Datos extraídos de una colección
::::

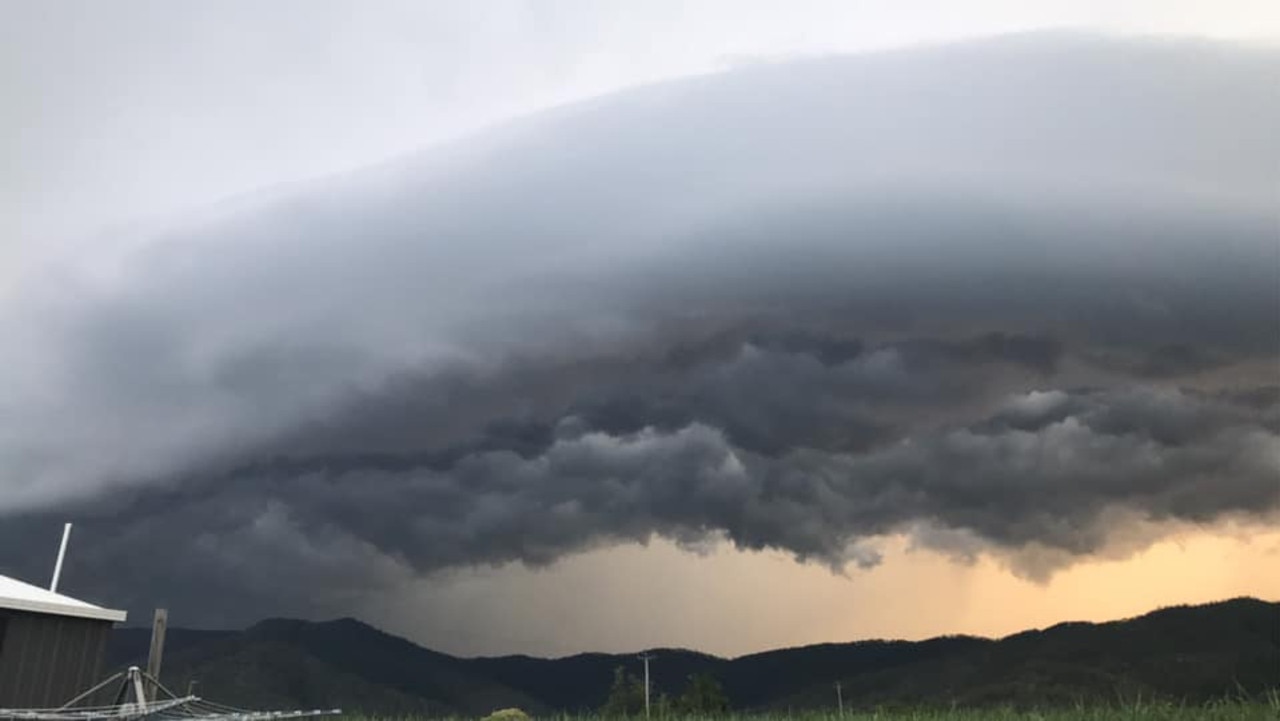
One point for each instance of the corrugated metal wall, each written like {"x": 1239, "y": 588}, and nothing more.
{"x": 48, "y": 660}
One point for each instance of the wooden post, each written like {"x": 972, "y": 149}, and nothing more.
{"x": 158, "y": 626}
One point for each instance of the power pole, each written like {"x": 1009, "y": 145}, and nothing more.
{"x": 645, "y": 657}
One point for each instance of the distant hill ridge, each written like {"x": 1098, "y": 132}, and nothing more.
{"x": 1192, "y": 653}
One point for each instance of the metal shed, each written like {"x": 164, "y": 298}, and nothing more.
{"x": 50, "y": 644}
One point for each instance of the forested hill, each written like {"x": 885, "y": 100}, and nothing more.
{"x": 1187, "y": 653}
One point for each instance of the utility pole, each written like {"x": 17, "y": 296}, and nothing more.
{"x": 645, "y": 657}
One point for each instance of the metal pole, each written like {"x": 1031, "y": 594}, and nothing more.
{"x": 158, "y": 628}
{"x": 62, "y": 553}
{"x": 645, "y": 657}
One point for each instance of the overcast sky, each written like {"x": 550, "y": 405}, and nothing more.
{"x": 850, "y": 300}
{"x": 133, "y": 110}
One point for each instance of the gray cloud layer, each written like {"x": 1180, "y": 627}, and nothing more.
{"x": 996, "y": 296}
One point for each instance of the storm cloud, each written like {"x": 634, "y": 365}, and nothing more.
{"x": 1001, "y": 296}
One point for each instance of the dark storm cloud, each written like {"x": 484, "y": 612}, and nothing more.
{"x": 787, "y": 306}
{"x": 1047, "y": 469}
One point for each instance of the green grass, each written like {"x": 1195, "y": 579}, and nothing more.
{"x": 1221, "y": 711}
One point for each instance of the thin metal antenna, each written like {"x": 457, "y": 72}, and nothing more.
{"x": 645, "y": 657}
{"x": 62, "y": 553}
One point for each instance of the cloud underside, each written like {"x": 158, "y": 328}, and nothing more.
{"x": 565, "y": 340}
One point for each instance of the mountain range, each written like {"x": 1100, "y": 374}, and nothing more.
{"x": 1189, "y": 653}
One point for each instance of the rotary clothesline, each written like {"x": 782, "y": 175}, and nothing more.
{"x": 140, "y": 707}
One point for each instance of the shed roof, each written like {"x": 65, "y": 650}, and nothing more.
{"x": 21, "y": 596}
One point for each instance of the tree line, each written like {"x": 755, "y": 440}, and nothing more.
{"x": 703, "y": 696}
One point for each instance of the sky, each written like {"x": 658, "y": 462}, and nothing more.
{"x": 551, "y": 327}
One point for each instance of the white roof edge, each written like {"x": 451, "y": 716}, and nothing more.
{"x": 63, "y": 610}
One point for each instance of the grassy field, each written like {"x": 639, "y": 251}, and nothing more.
{"x": 1138, "y": 712}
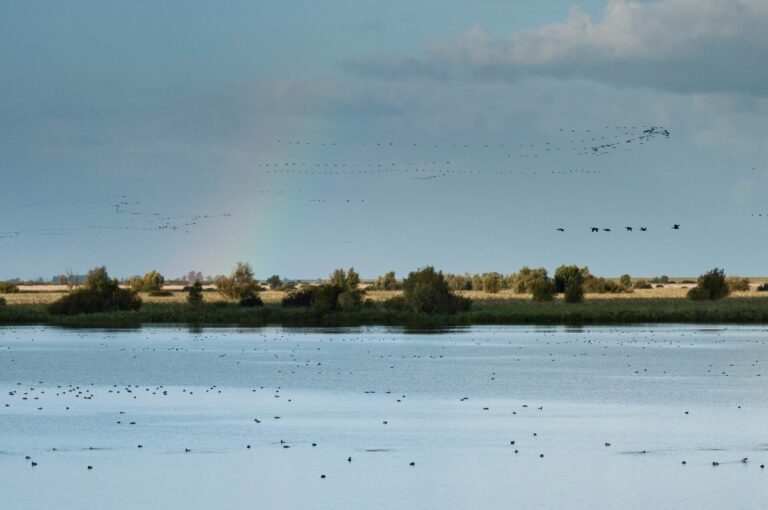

::::

## Problema breve
Indica cuántas líneas de los datos arriba contienen la palabra "pole", distinguiendo entre mayúsculas y minúsculas. Responde solo con el número.

## Respuesta escrita
3